• TRECHO FORNECIDO:
===============
Quando a república da Bósnia-Herzegovina, predominantemente muçulmana, se separou da Iugoslávia, os sérvios cristãos locais e o governo em Belgrado tentaram evitar esse desligamento. Duzentas mil pessoas morreram na guerra civil que se seguiu.3

Sati (declarado ilegal em 1829)

O sacrifício de uma viúva na pira funerária de seu marido era prática comum na Índia, particularmente no estado de Bengali, onde as autoridades registraram 8 mil satis entre 1815 e 1828. Talvez 60 mil viúvas, ou perto disso, foram queimadas vivas por toda a Índia durante o século anterior, e algumas centenas de milhares desde a Idade Média.4

A Guerra Civil Inglesa (1642-46)

Na luta entre os puritanos do Parlamento e os defensores da Alta-Igreja do rei, 190 mil ingleses morreram, inclusive, no final, o próprio rei.5

Líbano (1975-90)

O Líbano foi originalmente separado da Síria francesa, para dar aos cristãos locais um país onde pudessem ser uma (tênue) maioria. Por volta de 1975, a maioria nacional já era de muçulmanos, de modo que irrompeu a guerra civil pela partilha do poder. Cento e cinquenta mil pessoas foram mortas.6

Argélia (1992-2002)

Até 150 mil morreram numa guerra civil que começou quando a junta militar recusou entregar o governo aos partidos fundamentalistas muçulmanos que haviam vencido as recentes eleições.7

Vietnã (1820-85)

Um total de cerca de 130 mil missionários e convertidos católicos foram mortos sob a perseguição movida por diversas gerações de governantes vietnamitas.8

Rússia (1919)

Cerca de 115 mil judeus foram mortos em progroms empreendidos pelos soldados antibolcheviques na Ucrânia durante a Guerra Civil Russa.9

Império Bizantino (C. 845-55)

A imperatriz bizantina Teodora (não a esposa de Justiniano; essa Teodora foi a viúva do imperador Teófilo, o regente de Miguel III, e depois canonizada) perseguiu e matou 100 mil paulicianos, seguidores da heresia gnóstica.10

A revolta holandesa (1566-1609)
===============
• DADOS FORNECIDOS:
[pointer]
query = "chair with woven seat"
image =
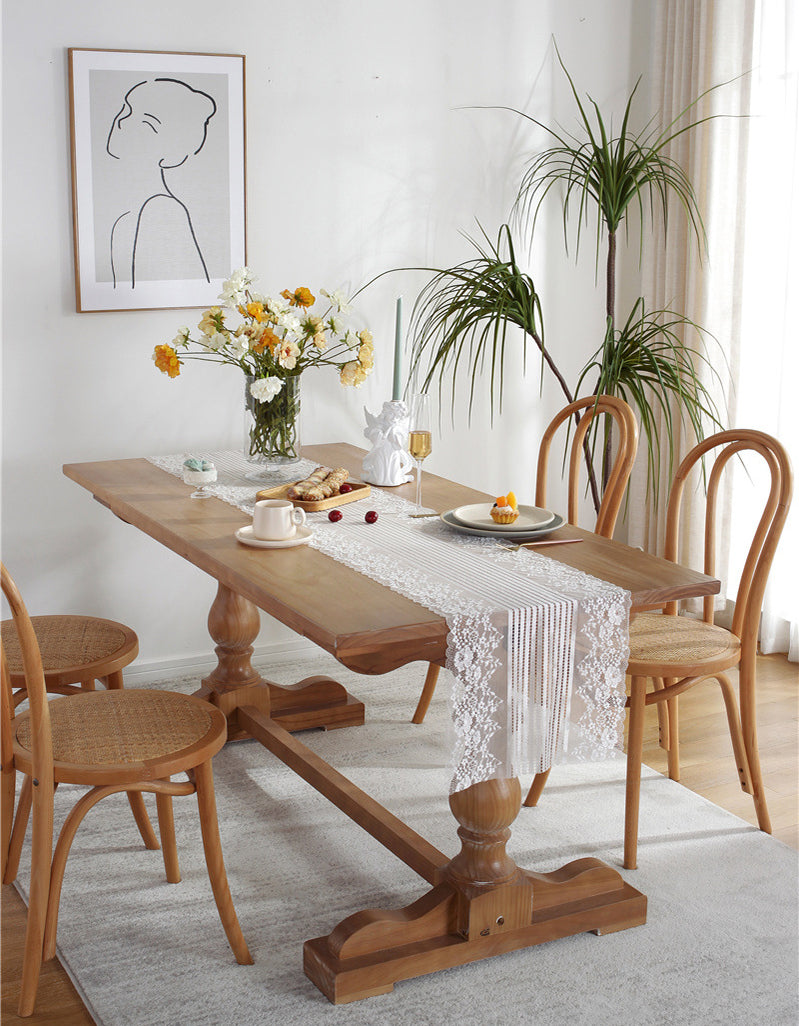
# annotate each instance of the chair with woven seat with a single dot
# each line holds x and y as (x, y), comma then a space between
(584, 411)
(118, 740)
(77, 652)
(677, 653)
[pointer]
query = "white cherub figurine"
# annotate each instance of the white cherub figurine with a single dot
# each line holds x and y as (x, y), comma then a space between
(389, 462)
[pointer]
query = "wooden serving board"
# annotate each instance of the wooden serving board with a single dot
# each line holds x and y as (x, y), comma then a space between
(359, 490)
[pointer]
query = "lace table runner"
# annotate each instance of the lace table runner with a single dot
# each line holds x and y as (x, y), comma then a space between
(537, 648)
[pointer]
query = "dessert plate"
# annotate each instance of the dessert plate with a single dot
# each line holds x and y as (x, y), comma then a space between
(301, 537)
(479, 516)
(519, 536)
===============
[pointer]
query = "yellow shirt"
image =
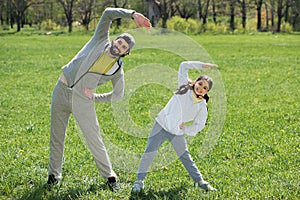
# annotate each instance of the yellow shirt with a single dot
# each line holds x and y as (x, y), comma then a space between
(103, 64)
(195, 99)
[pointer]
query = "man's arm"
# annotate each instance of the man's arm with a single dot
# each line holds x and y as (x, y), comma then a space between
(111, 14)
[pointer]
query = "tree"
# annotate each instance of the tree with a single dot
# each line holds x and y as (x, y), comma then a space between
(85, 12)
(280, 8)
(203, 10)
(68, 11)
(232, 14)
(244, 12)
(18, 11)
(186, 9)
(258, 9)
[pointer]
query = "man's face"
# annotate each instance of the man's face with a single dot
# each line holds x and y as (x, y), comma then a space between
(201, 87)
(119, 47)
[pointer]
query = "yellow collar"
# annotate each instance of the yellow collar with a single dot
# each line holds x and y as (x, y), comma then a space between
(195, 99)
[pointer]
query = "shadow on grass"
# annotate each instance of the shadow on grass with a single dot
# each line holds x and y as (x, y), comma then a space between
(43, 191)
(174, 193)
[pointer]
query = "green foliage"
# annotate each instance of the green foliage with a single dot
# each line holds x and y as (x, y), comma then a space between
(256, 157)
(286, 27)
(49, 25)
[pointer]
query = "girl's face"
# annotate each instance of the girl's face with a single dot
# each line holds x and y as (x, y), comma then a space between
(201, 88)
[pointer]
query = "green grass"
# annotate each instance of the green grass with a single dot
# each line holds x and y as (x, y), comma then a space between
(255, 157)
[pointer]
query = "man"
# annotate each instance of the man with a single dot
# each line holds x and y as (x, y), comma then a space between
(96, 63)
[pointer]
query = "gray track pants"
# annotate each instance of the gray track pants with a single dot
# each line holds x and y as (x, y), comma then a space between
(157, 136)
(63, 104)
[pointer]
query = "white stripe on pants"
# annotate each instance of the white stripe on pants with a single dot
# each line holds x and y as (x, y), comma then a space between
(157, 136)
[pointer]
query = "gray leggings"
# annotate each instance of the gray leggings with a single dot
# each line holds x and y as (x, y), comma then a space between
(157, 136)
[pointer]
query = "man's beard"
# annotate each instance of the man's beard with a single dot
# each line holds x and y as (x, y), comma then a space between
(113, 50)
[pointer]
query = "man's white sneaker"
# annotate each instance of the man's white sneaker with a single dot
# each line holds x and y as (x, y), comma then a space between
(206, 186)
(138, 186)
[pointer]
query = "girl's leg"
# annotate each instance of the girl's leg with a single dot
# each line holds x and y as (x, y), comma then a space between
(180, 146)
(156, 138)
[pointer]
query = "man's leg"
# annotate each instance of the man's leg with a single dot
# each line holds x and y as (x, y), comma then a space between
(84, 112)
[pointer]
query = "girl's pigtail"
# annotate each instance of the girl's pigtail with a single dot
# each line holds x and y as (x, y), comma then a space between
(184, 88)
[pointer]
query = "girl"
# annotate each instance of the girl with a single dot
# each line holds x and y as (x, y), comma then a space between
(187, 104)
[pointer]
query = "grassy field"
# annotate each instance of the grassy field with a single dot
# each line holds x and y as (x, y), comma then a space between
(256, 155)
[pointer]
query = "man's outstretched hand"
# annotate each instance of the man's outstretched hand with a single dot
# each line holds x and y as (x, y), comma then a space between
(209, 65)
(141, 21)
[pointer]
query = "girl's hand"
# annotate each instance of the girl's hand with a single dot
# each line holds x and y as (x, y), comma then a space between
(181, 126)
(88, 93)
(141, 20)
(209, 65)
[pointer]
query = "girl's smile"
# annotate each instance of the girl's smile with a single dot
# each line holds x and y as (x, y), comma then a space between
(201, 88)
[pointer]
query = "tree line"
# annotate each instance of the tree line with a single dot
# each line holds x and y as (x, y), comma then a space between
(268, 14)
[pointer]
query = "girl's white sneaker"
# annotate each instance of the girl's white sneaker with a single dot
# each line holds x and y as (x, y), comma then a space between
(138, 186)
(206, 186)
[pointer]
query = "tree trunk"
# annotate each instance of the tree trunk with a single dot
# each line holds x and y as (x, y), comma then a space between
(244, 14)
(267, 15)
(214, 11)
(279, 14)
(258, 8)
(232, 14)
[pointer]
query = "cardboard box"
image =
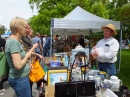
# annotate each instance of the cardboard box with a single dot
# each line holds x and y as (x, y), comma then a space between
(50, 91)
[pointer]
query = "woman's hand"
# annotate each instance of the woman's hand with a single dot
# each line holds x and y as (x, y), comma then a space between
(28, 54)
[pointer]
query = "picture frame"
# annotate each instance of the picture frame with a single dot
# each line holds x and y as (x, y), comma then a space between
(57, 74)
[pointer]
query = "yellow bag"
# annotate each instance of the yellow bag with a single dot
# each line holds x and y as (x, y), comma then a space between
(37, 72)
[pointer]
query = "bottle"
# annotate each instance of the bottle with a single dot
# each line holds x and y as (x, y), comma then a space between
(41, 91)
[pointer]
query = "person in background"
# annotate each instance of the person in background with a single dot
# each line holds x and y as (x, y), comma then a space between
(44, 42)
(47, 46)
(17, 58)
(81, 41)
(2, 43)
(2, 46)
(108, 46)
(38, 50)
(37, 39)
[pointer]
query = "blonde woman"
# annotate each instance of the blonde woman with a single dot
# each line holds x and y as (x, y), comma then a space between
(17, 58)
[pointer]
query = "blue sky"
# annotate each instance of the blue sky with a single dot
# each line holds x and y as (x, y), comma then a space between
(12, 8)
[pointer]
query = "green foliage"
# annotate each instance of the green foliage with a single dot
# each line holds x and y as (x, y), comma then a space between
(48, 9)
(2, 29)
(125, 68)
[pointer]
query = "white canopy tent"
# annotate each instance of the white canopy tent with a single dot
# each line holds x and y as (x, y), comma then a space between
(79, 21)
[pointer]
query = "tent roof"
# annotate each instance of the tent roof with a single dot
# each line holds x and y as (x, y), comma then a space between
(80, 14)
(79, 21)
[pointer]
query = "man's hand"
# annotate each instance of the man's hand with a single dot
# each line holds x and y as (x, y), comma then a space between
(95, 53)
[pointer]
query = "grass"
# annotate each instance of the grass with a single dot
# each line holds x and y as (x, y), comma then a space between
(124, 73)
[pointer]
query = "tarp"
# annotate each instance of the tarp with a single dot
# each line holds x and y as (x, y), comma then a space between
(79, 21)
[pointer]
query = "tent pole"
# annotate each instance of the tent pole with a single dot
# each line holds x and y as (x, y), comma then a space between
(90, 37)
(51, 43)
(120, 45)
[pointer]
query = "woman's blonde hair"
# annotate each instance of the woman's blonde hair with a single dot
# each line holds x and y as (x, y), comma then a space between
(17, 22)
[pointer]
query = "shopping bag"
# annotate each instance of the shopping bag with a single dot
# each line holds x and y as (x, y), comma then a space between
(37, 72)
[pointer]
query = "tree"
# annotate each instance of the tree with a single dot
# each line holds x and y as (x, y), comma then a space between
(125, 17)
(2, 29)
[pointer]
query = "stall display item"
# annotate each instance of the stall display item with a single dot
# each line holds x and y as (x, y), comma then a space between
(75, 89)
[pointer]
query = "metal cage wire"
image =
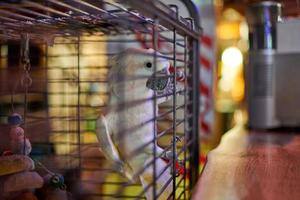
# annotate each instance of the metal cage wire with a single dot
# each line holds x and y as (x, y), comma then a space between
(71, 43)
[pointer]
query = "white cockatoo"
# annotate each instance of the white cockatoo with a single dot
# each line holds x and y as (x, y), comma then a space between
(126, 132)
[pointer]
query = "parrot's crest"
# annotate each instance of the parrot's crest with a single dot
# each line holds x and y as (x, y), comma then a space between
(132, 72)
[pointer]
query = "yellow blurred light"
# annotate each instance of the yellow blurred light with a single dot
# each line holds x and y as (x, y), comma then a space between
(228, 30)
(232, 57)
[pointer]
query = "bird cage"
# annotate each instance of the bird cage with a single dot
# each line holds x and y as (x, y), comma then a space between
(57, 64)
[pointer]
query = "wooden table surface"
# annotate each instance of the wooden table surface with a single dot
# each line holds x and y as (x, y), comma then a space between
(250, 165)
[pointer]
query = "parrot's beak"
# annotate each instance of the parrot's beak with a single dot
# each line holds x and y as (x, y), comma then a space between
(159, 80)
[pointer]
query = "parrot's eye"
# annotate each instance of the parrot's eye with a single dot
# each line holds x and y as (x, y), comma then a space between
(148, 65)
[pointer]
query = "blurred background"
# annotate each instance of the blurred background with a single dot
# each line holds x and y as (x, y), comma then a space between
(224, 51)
===============
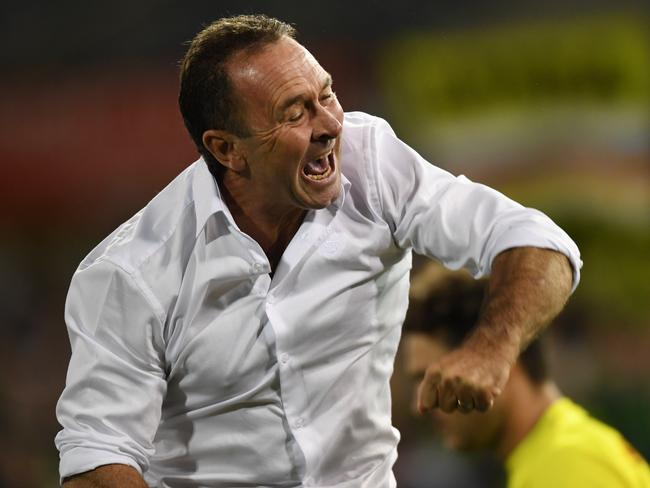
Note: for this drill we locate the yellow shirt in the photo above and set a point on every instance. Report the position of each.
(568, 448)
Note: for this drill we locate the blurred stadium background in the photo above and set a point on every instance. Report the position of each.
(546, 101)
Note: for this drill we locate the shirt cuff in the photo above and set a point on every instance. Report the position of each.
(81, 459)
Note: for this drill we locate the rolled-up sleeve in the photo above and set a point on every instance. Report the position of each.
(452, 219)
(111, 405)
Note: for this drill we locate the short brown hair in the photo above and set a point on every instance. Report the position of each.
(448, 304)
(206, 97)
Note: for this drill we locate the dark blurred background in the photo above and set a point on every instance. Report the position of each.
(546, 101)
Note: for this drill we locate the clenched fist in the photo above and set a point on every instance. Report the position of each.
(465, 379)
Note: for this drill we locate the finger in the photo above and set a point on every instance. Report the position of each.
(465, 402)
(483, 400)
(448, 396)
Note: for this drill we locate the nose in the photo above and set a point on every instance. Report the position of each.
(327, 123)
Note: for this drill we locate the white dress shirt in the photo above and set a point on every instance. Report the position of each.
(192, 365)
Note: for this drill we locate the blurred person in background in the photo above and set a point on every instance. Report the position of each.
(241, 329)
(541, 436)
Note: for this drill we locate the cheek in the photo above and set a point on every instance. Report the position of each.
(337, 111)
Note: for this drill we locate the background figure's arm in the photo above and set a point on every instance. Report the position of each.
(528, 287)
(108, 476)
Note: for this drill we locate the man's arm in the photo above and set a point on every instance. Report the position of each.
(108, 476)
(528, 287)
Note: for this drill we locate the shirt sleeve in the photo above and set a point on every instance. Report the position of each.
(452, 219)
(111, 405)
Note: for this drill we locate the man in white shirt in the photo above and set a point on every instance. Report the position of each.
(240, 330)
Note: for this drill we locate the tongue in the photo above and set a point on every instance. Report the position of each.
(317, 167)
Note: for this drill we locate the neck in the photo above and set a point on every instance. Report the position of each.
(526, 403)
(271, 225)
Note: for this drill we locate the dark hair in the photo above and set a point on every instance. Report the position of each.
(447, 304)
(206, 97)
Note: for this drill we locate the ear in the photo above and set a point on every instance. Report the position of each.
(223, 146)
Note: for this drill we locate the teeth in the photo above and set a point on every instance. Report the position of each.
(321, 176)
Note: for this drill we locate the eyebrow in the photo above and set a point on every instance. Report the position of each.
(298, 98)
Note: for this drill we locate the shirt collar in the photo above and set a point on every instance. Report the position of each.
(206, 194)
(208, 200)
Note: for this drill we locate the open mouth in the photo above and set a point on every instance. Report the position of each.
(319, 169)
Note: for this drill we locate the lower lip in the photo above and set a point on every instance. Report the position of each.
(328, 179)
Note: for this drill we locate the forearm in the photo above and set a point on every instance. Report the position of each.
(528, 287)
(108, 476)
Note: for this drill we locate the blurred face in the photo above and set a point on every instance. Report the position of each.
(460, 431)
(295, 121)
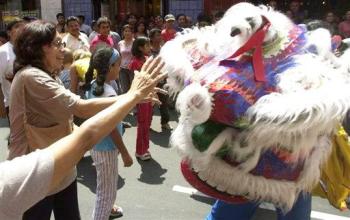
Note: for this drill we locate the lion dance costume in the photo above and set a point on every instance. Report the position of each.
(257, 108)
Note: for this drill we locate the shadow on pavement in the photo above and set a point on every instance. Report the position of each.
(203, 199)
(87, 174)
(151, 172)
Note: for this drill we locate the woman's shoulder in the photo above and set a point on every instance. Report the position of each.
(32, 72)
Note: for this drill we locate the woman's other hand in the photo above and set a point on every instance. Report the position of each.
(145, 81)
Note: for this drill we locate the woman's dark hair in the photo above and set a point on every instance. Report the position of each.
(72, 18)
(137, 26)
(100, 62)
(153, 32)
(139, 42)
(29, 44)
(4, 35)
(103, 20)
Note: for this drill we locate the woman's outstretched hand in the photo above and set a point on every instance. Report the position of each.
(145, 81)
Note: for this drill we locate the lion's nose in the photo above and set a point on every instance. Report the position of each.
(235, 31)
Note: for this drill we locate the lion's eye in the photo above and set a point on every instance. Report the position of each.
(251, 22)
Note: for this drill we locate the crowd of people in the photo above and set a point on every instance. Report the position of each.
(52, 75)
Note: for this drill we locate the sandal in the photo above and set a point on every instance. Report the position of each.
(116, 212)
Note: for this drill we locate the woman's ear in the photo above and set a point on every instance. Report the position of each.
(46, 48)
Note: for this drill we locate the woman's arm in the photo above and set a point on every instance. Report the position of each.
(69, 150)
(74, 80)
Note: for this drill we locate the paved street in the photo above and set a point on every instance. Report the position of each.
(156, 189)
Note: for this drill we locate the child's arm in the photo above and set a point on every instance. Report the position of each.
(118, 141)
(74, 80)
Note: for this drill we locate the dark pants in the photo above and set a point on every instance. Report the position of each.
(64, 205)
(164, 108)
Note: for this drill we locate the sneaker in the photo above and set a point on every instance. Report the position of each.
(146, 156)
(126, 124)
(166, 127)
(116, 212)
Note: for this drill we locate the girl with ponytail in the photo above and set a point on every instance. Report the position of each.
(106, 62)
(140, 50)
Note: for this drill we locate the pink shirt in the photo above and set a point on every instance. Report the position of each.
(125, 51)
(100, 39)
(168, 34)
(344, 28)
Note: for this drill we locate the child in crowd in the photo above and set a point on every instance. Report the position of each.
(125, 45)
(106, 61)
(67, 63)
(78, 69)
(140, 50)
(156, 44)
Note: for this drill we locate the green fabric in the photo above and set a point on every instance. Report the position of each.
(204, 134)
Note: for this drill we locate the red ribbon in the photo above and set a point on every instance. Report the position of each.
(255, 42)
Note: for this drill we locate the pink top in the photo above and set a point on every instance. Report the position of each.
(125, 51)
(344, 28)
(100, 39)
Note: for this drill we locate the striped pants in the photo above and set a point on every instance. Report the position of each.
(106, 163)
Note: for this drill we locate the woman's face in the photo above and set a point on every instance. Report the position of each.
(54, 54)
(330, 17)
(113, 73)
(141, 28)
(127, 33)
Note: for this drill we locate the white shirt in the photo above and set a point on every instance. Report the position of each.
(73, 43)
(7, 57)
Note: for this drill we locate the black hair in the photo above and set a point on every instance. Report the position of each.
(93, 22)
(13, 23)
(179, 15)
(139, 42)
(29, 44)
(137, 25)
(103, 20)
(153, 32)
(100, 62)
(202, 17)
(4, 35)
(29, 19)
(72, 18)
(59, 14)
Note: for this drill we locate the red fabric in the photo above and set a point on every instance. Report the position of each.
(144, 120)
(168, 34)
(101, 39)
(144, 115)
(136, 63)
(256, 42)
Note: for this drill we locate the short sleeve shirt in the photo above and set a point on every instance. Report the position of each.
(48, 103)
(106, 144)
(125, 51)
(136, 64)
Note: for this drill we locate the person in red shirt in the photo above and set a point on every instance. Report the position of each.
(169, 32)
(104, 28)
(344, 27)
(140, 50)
===============
• O QUE SE PEDE:
1 - Reproduza fielmente o trecho fornecido, começando pelas palavras "Vietnã (1820-85)" e parando logo depois de "Bizantino (C. 845-55)".
2 - De acordo com o trecho fornecido, quantos satis as autoridades registraram no estado de Bengali entre 1815 e 1828?
Os dados não têm nenhuma relação com o trecho.

• PROBLEMAS RESOLVIDOS:
1 -
Vietnã (1820-85)

Um total de cerca de 130 mil missionários e convertidos católicos foram mortos sob a perseguição movida por diversas gerações de governantes vietnamitas.8

Rússia (1919)

Cerca de 115 mil judeus foram mortos em progroms empreendidos pelos soldados antibolcheviques na Ucrânia durante a Guerra Civil Russa.9

Império Bizantino (C. 845-55)

2 - 8 mil satis.